**RECORDS PROVIDED**

►

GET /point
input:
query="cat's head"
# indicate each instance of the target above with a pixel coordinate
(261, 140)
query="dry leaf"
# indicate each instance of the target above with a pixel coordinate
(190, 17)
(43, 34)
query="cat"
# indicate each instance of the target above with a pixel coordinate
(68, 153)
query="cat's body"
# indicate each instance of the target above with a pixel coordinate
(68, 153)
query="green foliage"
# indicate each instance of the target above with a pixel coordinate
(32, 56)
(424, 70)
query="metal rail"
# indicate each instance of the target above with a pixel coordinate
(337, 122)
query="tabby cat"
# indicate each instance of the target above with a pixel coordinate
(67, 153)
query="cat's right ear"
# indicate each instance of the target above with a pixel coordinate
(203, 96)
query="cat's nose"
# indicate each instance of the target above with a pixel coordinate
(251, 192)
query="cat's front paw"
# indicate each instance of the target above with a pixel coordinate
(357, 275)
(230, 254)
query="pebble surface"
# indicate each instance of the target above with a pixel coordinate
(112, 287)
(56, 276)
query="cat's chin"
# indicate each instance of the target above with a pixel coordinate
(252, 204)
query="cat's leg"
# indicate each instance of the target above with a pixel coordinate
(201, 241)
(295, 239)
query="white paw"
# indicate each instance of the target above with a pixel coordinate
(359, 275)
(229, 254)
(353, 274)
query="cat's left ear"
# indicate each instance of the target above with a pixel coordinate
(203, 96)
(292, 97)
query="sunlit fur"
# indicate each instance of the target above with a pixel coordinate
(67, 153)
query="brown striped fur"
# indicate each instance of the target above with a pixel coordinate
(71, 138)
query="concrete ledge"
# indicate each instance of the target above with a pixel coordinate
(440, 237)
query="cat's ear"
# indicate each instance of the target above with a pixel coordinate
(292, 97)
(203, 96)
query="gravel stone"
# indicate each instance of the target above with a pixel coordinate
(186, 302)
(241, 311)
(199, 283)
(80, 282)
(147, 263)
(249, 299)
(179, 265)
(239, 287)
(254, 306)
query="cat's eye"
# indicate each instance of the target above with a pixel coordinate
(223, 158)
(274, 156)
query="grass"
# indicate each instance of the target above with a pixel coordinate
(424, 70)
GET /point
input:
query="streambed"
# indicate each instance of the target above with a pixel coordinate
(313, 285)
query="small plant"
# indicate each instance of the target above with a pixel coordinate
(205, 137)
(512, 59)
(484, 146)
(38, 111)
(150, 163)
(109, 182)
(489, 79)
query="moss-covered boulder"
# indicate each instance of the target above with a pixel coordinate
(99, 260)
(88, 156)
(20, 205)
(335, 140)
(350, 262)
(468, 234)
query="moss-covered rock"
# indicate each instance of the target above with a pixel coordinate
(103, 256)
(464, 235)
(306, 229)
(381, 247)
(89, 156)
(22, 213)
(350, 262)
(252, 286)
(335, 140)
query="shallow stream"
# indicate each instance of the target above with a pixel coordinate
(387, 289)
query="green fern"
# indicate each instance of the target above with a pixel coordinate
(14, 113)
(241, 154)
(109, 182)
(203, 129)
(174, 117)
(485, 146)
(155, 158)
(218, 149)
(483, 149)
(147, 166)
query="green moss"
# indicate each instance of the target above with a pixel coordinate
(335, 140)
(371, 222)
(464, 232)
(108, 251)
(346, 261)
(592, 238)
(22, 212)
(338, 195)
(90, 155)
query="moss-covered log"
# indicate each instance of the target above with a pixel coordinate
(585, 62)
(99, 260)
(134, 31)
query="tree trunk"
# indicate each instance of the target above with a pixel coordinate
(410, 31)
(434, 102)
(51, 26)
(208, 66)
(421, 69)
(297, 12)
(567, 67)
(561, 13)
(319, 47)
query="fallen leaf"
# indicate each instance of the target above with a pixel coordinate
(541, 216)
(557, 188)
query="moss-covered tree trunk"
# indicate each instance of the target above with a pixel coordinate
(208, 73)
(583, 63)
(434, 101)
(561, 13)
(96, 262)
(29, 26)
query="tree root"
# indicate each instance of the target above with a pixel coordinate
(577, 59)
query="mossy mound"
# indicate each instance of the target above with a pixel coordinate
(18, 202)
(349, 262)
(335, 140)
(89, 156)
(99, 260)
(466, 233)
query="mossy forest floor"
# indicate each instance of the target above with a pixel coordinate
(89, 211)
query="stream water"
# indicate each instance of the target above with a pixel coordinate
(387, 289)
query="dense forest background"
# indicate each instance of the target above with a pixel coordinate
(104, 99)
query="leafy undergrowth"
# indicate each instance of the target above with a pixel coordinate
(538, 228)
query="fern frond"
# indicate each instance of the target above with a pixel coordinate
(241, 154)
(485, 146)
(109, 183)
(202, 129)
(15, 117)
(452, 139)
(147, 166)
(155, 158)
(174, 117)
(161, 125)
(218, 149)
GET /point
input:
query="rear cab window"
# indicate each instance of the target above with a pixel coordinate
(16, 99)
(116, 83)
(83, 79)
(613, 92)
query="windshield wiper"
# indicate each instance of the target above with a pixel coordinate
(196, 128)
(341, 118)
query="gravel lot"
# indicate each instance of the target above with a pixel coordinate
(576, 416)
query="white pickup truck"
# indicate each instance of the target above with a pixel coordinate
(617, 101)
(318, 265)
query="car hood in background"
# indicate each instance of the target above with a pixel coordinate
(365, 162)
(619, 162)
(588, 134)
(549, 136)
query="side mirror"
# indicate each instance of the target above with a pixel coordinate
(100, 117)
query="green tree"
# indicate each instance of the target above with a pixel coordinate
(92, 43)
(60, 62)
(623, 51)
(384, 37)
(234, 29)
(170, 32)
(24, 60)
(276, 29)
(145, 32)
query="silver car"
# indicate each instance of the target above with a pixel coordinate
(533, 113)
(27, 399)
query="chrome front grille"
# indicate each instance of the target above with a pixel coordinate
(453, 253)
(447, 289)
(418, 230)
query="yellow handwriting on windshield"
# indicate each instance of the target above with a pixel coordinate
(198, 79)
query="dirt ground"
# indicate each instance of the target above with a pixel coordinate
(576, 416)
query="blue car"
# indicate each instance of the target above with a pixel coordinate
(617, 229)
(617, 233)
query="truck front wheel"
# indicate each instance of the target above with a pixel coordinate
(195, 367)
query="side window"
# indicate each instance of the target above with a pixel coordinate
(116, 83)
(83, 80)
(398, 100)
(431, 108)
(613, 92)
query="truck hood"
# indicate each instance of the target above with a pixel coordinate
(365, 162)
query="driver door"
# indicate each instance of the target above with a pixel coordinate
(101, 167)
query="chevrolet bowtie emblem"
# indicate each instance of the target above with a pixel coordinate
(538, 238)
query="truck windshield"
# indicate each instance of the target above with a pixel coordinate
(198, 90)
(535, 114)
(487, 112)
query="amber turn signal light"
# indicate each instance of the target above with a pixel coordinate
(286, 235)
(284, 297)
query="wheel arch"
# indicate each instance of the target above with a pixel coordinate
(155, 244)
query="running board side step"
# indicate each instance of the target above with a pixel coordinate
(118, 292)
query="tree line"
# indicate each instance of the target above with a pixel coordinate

◄

**AIM**
Reproduce each line verbatim.

**FINISHED TASK**
GET /point
input:
query="cat's head"
# indicate each instance of the target above with a pixel coordinate
(261, 140)
query="dry leaf"
# indicate each instance of the target above with a pixel coordinate
(190, 17)
(43, 34)
query="cat"
# indicate each instance of the target above with a pixel coordinate
(68, 153)
query="cat's body"
# indicate each instance of the target above with a pixel coordinate
(68, 153)
query="green foliage"
# indicate each instance of the target above with a pixel coordinate
(32, 56)
(424, 70)
query="metal rail"
# indicate each instance of the target above with a pixel coordinate
(337, 122)
query="tabby cat"
# indicate each instance of the target above with a pixel coordinate
(67, 153)
query="cat's right ear"
# indicate each instance of the target above with a pixel coordinate
(203, 96)
query="cat's nose"
# indicate each instance of the target above with a pixel coordinate
(251, 192)
query="cat's front paw"
# indicate each instance of the target above with a pixel coordinate
(357, 275)
(230, 254)
query="pebble surface"
# indicate each instance of the target above with a pixel coordinate
(112, 287)
(56, 276)
query="cat's chin"
# indicate each instance of the target above with a pixel coordinate
(252, 204)
query="cat's leg"
# indicate each instance of the target above with a pixel coordinate
(201, 241)
(295, 239)
query="white paw"
# indicate each instance of the target above with a pixel coordinate
(359, 275)
(229, 254)
(353, 274)
query="cat's left ear"
# indicate each instance of the target above with a pixel coordinate
(203, 96)
(292, 97)
query="sunlit fur"
# indicate each instance of the target above with a pixel coordinate
(67, 153)
query="brown striped fur"
# indicate each instance of the target above with a pixel coordinate
(71, 138)
query="concrete ledge"
# indicate each instance of the target above with a pixel coordinate
(440, 237)
query="cat's ear"
# indicate each instance of the target above with a pixel coordinate
(292, 97)
(203, 96)
query="gravel stone"
# indicate each instance of the target above with a pixel coordinate
(186, 302)
(241, 311)
(199, 283)
(80, 282)
(147, 263)
(249, 299)
(179, 265)
(239, 287)
(254, 306)
query="cat's eye"
# indicate each instance of the target above with a pixel coordinate
(223, 158)
(274, 156)
query="grass"
# indicate each instance of the target above with a pixel coordinate
(424, 70)
GET /point
input:
query="streambed"
# indicate each instance of the target above with a pixel coordinate
(313, 285)
query="small plant"
# indicate each instance of the target above with a pixel coordinate
(205, 137)
(512, 59)
(484, 146)
(38, 111)
(150, 163)
(109, 182)
(489, 79)
query="moss-covered boulder"
# indicate each instance of the target above with a pixel coordinate
(99, 260)
(88, 156)
(20, 205)
(335, 140)
(350, 262)
(468, 234)
query="moss-covered rock"
# indicate each instance of the target above with a pixel coordinate
(103, 256)
(464, 235)
(306, 229)
(381, 247)
(89, 156)
(22, 213)
(350, 262)
(252, 286)
(335, 140)
query="shallow stream"
# indicate each instance of the target above with a pixel coordinate
(387, 289)
query="green fern"
# indicate each instance of the target above with a pixel coordinate
(14, 113)
(241, 154)
(109, 182)
(203, 129)
(174, 117)
(485, 146)
(155, 158)
(218, 149)
(483, 149)
(147, 166)
query="green moss"
# indicate each instance of the target above with a pixel coordinate
(335, 140)
(371, 222)
(464, 232)
(108, 251)
(346, 261)
(592, 238)
(22, 212)
(338, 195)
(90, 155)
query="moss-covered log"
# indicate each instance of the target above with a pixel coordinate
(585, 62)
(99, 260)
(134, 31)
query="tree trunk"
# indicate each instance of the target above with a pixel coordinate
(410, 31)
(434, 102)
(51, 26)
(208, 66)
(421, 69)
(297, 12)
(567, 67)
(561, 13)
(319, 47)
query="fallen leaf"
# indicate each instance of the target above with a pixel coordinate
(541, 216)
(557, 188)
query="moss-covered tree trunk"
# indicate each instance of the target above with a pixel coordinate
(208, 73)
(583, 63)
(434, 101)
(561, 13)
(96, 262)
(29, 26)
query="tree root"
# indicate each instance of the target above with a pixel coordinate
(577, 59)
query="mossy mound"
# indicate each instance of the target above with a pixel coordinate
(18, 202)
(349, 262)
(335, 140)
(89, 156)
(99, 260)
(466, 233)
query="mossy forest floor"
# indicate each instance of the target above with a pixel coordinate
(89, 211)
query="stream water"
# indicate each instance of the target above with a pixel coordinate
(387, 289)
query="dense forest background"
# indicate each instance of the target above with a pixel coordinate
(104, 99)
query="leafy undergrowth"
# indicate each instance of the target above with a pixel coordinate
(538, 228)
query="fern frond"
# indicate each instance of the target above with a pixel coordinate
(241, 154)
(485, 146)
(109, 183)
(202, 129)
(15, 117)
(452, 139)
(147, 166)
(155, 158)
(174, 117)
(161, 125)
(218, 149)
GET /point
input:
query="rear cab window"
# indicate each instance of the target above with a pixel coordinate
(16, 99)
(116, 83)
(83, 79)
(613, 92)
query="windshield wiper"
# indicate each instance of the target above with a pixel coordinate
(196, 128)
(341, 118)
query="gravel lot"
# indicate each instance of the target above with a pixel coordinate
(576, 416)
query="white pickup truck"
# indicate each instance of the target above with a pixel coordinate
(617, 101)
(318, 265)
query="car hood in background"
# indicate each instance of the target above with a pixel coordinate
(365, 162)
(619, 162)
(588, 134)
(549, 136)
query="side mirror"
# indicate each instance of the target above with a pixel coordinate
(100, 117)
query="green tree"
# indicate each instance of the target above with a pixel coordinate
(92, 43)
(60, 62)
(623, 51)
(384, 37)
(234, 29)
(170, 32)
(24, 60)
(276, 29)
(145, 32)
query="silver car"
# indicate each instance of the target above with a pixel coordinate
(533, 113)
(27, 399)
query="chrome front grille"
# indicate each instance of the target above with a pixel coordinate
(453, 253)
(447, 289)
(418, 230)
query="yellow handwriting on windshield"
# indicate each instance of the target above with a pixel coordinate
(198, 79)
query="dirt ground"
# indicate each instance of the target above with a pixel coordinate
(576, 416)
query="blue car"
# indicate each instance of the target above with a pixel coordinate
(617, 229)
(617, 233)
query="truck front wheel"
# indicate each instance of the target above with a pixel coordinate
(195, 367)
query="side window"
# indicate each instance of the target above with a pixel coordinate
(116, 83)
(83, 80)
(398, 100)
(431, 108)
(613, 92)
query="truck hood"
# indicate each instance of the target above with a pixel coordinate
(365, 162)
query="driver door"
# indicate each instance of the target above with a pixel coordinate
(101, 167)
query="chevrolet bowtie emblem"
# indicate each instance of the target above with a pixel coordinate
(538, 238)
query="truck windshield"
# indicate each instance of the target above with a pixel coordinate
(198, 90)
(535, 114)
(487, 112)
query="amber turn signal light"
# indicate each instance of the target above with a pixel coordinate
(286, 235)
(284, 297)
query="wheel arch"
# indicate each instance of the target above with a pixel coordinate
(155, 244)
query="running board side step"
# indicate each instance of the target above with a pixel coordinate
(118, 292)
query="tree line"
# indicate each instance of the target above with a pixel coordinate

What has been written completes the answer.